> Tasks to complete
1) In the article on China's train delays and transit troubles, on what date did the Dancheng County Bus company issue its notice suspending urban bus services?
2) Carry on the article about China's high-speed rail delays and public transit funding problems, starting after its last sentence.

(Text section Opens)

Others expressed suspicion about the delays being part of a larger issue. “If it is true, the reason is very doubtful. GSM-R does not rely on the national central node, and the possibility of pure technical problems causing widespread failures in different parts of the country at the same time seems to be very small,” one user wrote.
China’s vaunted high-speed trains
The delays come as a shock due to the prestige attached to the efficiency and punctuality of China’s high-speed rail system — which state media has often compared favorably with those in Japan and Europe.
This isn’t the only issue facing China’s transportation systems, as other forms of public transit have also seen difficulties in recent months.
Mainland Chinese media reported that some local governments were struggling to bankroll public services.
In Zhoukou, a city in the central Henan Province, state-owned Dancheng County Bus company issued a notice on Aug. 12 stating that it would be suspending all urban bus services due to “operational difficulties,” stemming from the government’s inability to pay its drivers’ wages.
Chinese media also reported that another bus line located in Guangdong’s Yangjiang City had suspended services since June — citing a “shortage of funds.”
Some netizens underscored the similarities between Liu Zhijun, China’s former Minister of Railways who was arrested and sentenced to death in 2013, and the ongoing corruption within the Chinese government that has resulted in the near total collapse of its economy.

(Text section Closes)
(Dataset records Opens)

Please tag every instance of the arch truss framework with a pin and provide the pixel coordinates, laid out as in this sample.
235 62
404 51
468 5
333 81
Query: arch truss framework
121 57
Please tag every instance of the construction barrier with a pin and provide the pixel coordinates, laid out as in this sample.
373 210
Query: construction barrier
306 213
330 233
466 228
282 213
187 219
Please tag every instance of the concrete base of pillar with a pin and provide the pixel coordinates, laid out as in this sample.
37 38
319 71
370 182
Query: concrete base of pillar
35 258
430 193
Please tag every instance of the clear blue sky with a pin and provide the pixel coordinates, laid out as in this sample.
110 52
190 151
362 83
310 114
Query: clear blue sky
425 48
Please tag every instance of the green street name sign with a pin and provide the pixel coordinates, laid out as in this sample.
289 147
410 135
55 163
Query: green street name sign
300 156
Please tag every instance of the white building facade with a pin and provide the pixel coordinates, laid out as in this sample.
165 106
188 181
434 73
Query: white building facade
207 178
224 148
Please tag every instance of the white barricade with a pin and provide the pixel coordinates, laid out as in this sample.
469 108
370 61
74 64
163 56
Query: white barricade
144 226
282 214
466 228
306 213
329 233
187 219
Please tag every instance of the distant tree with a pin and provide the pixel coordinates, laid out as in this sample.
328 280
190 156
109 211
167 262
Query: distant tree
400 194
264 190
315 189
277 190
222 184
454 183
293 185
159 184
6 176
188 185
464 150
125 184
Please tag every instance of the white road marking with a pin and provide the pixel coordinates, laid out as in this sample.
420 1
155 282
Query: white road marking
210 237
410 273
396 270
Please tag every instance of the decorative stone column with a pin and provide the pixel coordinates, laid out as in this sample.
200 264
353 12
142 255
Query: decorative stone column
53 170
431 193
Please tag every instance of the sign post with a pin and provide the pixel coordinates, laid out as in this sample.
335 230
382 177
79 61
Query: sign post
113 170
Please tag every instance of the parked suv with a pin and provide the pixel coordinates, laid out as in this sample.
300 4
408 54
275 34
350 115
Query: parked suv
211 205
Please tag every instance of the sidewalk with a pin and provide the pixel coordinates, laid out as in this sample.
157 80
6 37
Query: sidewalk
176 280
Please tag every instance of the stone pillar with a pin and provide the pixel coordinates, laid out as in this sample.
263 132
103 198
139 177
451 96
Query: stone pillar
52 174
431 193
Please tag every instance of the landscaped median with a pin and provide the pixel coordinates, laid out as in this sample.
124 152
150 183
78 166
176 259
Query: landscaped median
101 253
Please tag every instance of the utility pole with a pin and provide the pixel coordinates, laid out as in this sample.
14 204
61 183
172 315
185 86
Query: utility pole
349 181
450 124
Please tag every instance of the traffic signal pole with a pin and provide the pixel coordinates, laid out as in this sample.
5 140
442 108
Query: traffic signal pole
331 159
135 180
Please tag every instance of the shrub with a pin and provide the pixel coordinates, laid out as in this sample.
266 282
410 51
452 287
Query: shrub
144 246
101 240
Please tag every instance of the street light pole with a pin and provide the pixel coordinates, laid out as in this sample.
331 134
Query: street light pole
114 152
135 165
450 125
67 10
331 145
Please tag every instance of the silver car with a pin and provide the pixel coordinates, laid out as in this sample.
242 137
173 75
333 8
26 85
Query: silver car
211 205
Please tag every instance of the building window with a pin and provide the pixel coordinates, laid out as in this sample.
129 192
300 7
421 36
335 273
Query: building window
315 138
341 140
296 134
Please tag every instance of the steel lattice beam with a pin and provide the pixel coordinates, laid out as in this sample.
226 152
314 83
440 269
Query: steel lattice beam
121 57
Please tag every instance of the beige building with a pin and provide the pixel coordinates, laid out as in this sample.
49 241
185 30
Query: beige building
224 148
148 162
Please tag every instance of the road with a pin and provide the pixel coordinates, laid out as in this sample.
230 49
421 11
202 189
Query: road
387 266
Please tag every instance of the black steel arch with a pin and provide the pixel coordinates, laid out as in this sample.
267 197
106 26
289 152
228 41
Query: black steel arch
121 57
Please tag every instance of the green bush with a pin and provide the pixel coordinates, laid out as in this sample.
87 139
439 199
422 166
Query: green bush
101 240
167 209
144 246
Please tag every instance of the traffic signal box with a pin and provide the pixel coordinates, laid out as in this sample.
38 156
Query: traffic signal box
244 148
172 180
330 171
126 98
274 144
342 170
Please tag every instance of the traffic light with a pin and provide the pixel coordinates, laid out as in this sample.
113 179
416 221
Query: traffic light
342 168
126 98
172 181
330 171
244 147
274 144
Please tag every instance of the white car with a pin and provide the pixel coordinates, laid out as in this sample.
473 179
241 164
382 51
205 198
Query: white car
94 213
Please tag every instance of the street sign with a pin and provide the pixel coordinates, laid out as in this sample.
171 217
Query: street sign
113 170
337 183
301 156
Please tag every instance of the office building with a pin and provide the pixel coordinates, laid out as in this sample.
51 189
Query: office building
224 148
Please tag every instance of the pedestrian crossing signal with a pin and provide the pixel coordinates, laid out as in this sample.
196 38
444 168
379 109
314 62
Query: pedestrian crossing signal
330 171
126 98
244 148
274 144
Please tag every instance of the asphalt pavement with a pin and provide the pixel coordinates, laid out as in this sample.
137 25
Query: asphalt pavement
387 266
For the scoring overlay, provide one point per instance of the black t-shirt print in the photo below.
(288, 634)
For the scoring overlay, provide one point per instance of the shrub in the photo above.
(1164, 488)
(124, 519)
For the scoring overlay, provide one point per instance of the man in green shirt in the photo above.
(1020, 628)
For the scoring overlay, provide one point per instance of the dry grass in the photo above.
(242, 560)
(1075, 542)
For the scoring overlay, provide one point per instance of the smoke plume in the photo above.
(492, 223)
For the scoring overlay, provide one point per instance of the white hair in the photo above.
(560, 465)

(Dataset records Closes)
(Dataset records Opens)

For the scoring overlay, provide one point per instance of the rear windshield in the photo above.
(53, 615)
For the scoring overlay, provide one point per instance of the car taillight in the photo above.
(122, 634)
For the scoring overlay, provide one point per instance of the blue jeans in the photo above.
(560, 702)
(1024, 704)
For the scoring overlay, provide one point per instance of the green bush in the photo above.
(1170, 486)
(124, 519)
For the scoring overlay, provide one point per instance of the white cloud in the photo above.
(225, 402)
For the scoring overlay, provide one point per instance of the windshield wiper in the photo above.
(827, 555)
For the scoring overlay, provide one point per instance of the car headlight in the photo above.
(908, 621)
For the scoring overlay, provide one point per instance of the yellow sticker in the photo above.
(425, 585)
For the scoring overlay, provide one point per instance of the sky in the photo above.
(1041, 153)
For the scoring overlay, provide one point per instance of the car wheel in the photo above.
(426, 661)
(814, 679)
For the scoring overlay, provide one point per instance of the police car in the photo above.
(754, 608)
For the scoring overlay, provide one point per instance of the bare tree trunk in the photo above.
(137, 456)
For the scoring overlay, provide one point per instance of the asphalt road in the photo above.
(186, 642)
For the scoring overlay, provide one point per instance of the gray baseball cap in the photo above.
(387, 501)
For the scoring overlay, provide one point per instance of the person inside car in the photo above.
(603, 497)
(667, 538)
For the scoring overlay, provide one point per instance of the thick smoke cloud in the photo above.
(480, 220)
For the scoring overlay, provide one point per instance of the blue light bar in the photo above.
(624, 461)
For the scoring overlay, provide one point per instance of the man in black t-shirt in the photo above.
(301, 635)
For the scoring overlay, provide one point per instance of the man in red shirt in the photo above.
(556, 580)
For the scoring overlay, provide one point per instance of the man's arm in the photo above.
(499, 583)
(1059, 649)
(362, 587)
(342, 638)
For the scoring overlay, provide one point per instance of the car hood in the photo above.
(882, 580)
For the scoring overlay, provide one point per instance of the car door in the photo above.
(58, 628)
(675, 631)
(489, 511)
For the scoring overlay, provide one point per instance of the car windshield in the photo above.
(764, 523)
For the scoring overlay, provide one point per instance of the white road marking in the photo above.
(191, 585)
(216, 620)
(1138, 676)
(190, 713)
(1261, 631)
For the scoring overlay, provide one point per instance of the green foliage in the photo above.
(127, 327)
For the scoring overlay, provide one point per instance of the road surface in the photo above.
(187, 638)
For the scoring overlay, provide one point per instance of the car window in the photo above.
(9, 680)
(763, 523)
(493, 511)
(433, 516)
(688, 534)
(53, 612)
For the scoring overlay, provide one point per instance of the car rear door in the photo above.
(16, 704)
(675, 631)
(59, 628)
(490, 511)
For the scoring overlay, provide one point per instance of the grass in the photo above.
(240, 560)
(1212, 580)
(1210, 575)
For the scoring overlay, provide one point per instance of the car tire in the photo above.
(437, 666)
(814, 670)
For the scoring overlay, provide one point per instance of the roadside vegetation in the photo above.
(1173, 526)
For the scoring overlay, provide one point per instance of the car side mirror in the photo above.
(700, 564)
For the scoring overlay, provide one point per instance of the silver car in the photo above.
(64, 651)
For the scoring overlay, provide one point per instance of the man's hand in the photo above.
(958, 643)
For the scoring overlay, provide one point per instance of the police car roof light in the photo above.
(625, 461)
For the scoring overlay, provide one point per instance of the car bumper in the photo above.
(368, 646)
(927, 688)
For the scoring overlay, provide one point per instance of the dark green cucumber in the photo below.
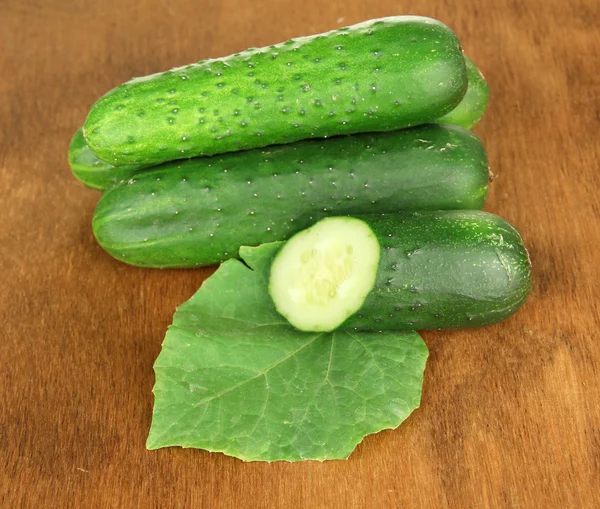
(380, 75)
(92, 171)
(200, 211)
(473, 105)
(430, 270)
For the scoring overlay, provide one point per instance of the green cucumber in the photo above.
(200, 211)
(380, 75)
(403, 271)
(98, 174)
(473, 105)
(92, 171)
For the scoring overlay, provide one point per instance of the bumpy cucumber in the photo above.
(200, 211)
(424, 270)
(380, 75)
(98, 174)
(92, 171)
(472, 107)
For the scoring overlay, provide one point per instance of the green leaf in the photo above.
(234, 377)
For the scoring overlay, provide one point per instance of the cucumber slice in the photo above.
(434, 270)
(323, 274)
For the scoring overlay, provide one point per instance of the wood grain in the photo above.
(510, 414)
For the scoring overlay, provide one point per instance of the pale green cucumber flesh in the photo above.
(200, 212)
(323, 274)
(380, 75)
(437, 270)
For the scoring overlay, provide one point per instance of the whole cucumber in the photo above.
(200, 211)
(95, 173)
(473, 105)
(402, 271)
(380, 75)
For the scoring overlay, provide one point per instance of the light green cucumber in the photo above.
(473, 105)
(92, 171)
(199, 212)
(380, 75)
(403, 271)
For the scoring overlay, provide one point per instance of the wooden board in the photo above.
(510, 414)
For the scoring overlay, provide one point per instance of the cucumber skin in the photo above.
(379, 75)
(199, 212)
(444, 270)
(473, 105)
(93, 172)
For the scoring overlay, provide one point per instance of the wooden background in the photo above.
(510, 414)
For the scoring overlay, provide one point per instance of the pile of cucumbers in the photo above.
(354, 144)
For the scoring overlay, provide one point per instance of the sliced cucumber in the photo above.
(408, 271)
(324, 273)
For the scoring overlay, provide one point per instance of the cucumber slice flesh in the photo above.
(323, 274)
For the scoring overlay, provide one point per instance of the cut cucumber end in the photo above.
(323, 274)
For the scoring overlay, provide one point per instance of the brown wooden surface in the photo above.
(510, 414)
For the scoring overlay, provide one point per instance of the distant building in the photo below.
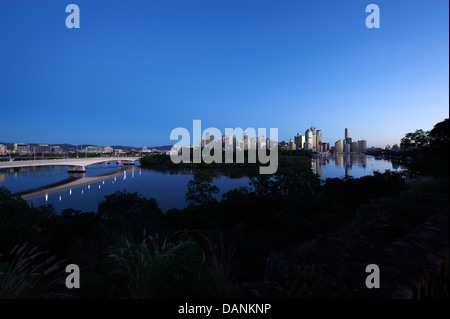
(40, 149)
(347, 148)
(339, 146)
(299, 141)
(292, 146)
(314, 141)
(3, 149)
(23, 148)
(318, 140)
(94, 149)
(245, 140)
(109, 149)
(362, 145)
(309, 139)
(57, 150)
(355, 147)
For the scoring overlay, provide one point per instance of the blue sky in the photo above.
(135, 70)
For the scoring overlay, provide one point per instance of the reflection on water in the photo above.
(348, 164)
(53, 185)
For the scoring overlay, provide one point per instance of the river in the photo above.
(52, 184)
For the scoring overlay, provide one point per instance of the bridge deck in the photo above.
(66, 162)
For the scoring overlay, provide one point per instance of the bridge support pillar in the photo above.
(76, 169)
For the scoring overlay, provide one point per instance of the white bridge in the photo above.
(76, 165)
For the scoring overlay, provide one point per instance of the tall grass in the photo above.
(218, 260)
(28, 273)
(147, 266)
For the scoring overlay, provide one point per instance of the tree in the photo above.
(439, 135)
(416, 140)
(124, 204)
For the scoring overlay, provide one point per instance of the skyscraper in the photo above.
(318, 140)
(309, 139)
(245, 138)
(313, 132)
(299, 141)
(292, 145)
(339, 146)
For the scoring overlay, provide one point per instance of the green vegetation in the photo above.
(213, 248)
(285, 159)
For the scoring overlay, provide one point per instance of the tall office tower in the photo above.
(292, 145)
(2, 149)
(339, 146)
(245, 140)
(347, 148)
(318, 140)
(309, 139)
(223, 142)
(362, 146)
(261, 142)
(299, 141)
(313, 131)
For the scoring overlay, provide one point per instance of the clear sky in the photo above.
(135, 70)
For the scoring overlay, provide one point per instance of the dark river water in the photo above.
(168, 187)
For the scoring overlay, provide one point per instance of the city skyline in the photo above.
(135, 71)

(Dataset records Closes)

> Answers by task
1) Aug. 12

2)
Long-lasting economic repercussions
Others drew parallels between China’s struggling industrial output and unrelenting “zero-COVID” policies playing a role in the high-speed rail network delays.
“China’s high-speed rail has imported a large number of components, especially the weak current control system, mainly from a German company established in 1951,” one user said, adding that since the Russian invasion of Ukraine, this company has stopped supplying key parts to Chinese clients due to China’s allyship with Moscow.
Some analysts also speculated that the system’s failure to “register the joint control system,” may have resulted in “large scale paralysis,” whereby the system’s original design did not “take into account an ‘error correction mechanism’ after problems occurred,” resulting in a “systemic defect.”